▸ **PROBLEM**: Print each record below word for word.

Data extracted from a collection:
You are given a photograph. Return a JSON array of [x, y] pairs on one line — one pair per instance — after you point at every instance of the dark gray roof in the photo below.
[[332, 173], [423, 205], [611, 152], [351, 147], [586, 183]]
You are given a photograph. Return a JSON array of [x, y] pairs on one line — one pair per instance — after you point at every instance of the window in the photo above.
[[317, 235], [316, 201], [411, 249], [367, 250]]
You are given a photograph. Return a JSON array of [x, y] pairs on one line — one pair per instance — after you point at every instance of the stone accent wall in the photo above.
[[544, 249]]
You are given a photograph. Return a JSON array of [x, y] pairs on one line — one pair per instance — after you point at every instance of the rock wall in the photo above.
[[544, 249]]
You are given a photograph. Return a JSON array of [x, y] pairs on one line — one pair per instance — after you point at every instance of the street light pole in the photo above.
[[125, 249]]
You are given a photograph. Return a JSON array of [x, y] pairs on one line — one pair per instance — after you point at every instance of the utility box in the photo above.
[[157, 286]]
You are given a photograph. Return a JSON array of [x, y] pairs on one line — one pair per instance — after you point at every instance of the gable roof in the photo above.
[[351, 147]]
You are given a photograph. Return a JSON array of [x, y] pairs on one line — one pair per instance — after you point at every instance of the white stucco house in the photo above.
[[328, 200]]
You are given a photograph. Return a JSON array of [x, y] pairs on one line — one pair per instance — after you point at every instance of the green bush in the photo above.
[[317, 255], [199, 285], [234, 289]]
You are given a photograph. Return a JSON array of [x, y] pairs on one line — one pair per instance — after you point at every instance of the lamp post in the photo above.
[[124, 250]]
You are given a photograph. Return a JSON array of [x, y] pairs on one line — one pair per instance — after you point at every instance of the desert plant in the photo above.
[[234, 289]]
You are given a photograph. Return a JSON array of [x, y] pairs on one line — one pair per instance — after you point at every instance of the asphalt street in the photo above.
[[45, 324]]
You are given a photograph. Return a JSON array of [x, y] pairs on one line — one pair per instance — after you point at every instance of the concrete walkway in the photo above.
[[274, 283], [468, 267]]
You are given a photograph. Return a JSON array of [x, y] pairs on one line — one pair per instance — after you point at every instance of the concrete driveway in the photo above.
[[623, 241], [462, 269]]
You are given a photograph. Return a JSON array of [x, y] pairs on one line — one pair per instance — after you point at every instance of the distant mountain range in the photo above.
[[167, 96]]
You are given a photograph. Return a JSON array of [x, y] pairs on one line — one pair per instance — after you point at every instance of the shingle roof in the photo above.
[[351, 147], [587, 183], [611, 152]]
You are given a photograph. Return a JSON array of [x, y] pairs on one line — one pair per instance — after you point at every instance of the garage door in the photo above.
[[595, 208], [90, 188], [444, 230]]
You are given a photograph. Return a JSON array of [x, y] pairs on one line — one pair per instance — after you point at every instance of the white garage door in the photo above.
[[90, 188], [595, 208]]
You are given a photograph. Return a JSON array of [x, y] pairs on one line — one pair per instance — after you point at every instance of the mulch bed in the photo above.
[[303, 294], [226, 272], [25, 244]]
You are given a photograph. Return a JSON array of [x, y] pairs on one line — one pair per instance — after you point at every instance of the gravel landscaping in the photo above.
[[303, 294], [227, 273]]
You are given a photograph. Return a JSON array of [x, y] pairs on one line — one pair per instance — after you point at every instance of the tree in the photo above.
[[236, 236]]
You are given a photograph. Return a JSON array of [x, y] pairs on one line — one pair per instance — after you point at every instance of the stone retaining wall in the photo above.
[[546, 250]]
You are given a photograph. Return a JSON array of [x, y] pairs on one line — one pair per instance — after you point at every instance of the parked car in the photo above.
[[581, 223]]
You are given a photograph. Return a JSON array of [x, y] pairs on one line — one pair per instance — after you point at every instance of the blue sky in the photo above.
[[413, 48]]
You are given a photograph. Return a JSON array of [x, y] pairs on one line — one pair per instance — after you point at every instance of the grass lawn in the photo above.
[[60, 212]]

▸ **REPLY TO THE TASK**:
You are given a photograph. Return a JSON array of [x, y] pairs on one line — one pair per instance — after you point at every instance of the dark gray roof in the photo below.
[[332, 173], [423, 205], [611, 152], [351, 147], [586, 183]]
You are given a photograph. Return a JSON array of [x, y] pairs on one line — one pair per instance — after you point at every instance of the window in the photo above.
[[317, 235], [316, 201], [411, 249], [367, 250]]
You are given a photograph. Return a JSON array of [x, y] pairs on one line — one pair per instance — after you point at every instance of the stone accent wall in the photo above.
[[544, 249]]
You are given a photograph. Return a JSON array of [x, y] pairs on one line — one pair per instance — after you point at every instance of the rock wall in the photo above.
[[544, 249]]
You are given a photograph. Return a JSON array of [x, y] pairs on one line — one pair per instance — after you point at every instance of the street light pole in the photo above.
[[125, 249]]
You are given a photograph. Return a JSON array of [x, y] pairs on one line — one pair per instance — after you point at every instance of the utility box in the photo above.
[[157, 286]]
You are given a photograph. Return a JSON array of [x, y] pairs on one line — one pair per instance — after you point at every instance of the gable roof in the photo above.
[[351, 147]]
You are given a photograph. Return a JSON array of [x, y] pairs on one line — one pair per instance — after you point at every instance of the white stucco house in the photo above.
[[328, 200]]
You are given a photograph. Return a JSON array of [x, y] pairs on one line — one pair per instance — after you point at every instance of the green bush in the photo above.
[[317, 255], [199, 285], [234, 289]]
You are given a photograph. Return a JSON array of [x, y] pairs on one line — one pair per instance — after you point at every instance of the lamp post in the photo above.
[[124, 250]]
You are given a photograph. Return a JSON array of [x, y] pairs on one line — one pair per instance — after you point at every instance of the desert plant in the photo above.
[[234, 289]]
You are given a photograph. Return a JSON array of [x, y] pairs on one line — one pair per instance — after you point at every instance of the asphalt street in the photo above.
[[45, 324]]
You are given a photograph. Return a JSON array of [x, y] pairs on one line — one pair per instance — after you point at every instance of the concrete walkway in the photo above.
[[274, 283], [468, 267]]
You are given a photograph. Return a JSON array of [x, y] pairs on one line — one pair per instance — after you point at every instance of the concrete driveway in the photo above.
[[623, 241], [462, 269]]
You are given a photograph. Return a JSON array of [x, y] pairs on one line — one pair per instance — after you point at every instance of the distant mountain range in the photo above.
[[167, 96]]
You are given a photograph. Return a JSON array of [x, y] pairs on one line — one pair per instance — after you point at every instance of the shingle roof in the photo above.
[[351, 147], [587, 183], [611, 152]]
You are given a photograph. Return a JSON array of [x, y] pairs on one line — one pair per instance — after you point at every instance of the garage door in the photo above.
[[595, 208], [90, 188], [444, 230]]
You are given a photograph. Return a JSON array of [x, y] pairs on one line — one pair per instance — after you point at every instance of the white garage door in the photo above.
[[90, 188], [595, 208]]
You are given a photograph. Return a JSON array of [x, y] pairs on one line — one pair per instance — after you point at every instance of the mulch bed in the photo above.
[[303, 294], [226, 272], [25, 244]]
You are given a photograph. Return a JSON array of [x, y] pairs on one line — one pair per instance — after you point at every instance of the gravel landscaping in the photo above.
[[303, 294], [227, 273]]
You are given a photograph. Return a JSON array of [x, y] pairs on one line — one pair per instance — after you point at every instance of the tree in the photo above.
[[236, 236]]
You are given a photograph. Return a JSON array of [x, y] pairs on one line — one pair per instance — after you point at every instance of the stone retaining wall in the photo above.
[[546, 250]]
You are given a photograph. Return a JSON array of [x, y] pairs on one line — one pair per instance — after you point at every instance of the parked car in the photo above.
[[581, 223]]
You are given a photograph. Return a JSON array of [x, y] pairs on one line — one pair per instance — after you point at every instance of the blue sky in the photo above.
[[413, 48]]
You are given a photograph. Return a JSON array of [x, y] pairs on one line — one pair per instance — after you point at every instance of the grass lawn in the photo above.
[[60, 212]]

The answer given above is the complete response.